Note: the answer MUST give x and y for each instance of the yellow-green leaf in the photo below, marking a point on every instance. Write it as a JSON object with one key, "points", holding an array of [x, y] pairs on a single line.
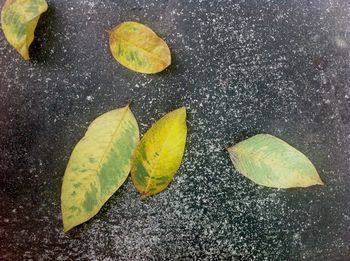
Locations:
{"points": [[271, 162], [159, 154], [98, 166], [138, 48], [18, 20]]}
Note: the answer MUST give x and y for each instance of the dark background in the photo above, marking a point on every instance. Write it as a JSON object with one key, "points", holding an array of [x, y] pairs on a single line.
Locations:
{"points": [[241, 68]]}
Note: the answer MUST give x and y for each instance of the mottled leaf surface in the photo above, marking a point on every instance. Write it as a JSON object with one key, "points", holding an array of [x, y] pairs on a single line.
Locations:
{"points": [[138, 48], [271, 162], [18, 21], [159, 154], [98, 166]]}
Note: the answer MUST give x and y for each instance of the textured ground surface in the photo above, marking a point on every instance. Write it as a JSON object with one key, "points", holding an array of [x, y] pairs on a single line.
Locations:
{"points": [[241, 68]]}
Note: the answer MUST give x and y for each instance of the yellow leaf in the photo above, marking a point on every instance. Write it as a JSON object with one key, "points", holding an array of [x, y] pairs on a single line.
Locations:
{"points": [[98, 166], [271, 162], [159, 153], [138, 48], [19, 19]]}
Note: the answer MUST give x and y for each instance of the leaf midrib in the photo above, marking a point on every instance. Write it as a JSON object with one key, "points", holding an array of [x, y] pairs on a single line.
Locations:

▶ _Do this_
Give every line of the records above as a JSON list of strings, one string per line, with blank lines and the pictures left out.

▶ _Written response_
[
  "Note: the answer MUST give x and y for each instance of the yellow-green leaf in the photo below, marking a point on every instance. Write it as a JSON object with one key, \"points\", holding an array of [x, y] pairs on a single line.",
  "Locations:",
  "{\"points\": [[271, 162], [159, 154], [98, 166], [138, 48], [18, 20]]}",
  "Note: the answer MUST give x and y for each instance of the dark background in the photo above, marking a point on every instance. Write it as a JSON object with one key, \"points\", holding an array of [x, y] pairs on a single line.",
  "Locations:",
  "{\"points\": [[241, 68]]}",
  "Note: the answer MUST give x and y for each instance of the mottled leaf surface in the photo above, marking a point on every instance. Write it as a JSON object with one key, \"points\", holding an array of [x, y] pairs on a single line.",
  "Locations:",
  "{\"points\": [[138, 48], [271, 162], [18, 21], [159, 154], [98, 166]]}",
  "Note: the answer MUST give x and y for each instance of the textured ground surface in the photo above, marking a point on every instance. Write it as a JSON object with one key, \"points\", holding an array of [x, y] pairs on a single line.",
  "Locations:",
  "{\"points\": [[241, 68]]}",
  "Note: the answer MUST give x and y for each instance of the yellow leaf in the photo above, marking a point on every instance. Write it as a JSON object with one key, \"points\", holding an array of [x, y] pairs on a single line.",
  "Locations:",
  "{\"points\": [[98, 166], [271, 162], [159, 153], [138, 48], [19, 19]]}",
  "Note: the answer MUST give x and y for each instance of the leaf midrib in the photo above, marking a point on every instance. Write it as a JSON object with one key, \"points\", holding an array of [x, y] pairs on a single line.",
  "Locations:"
]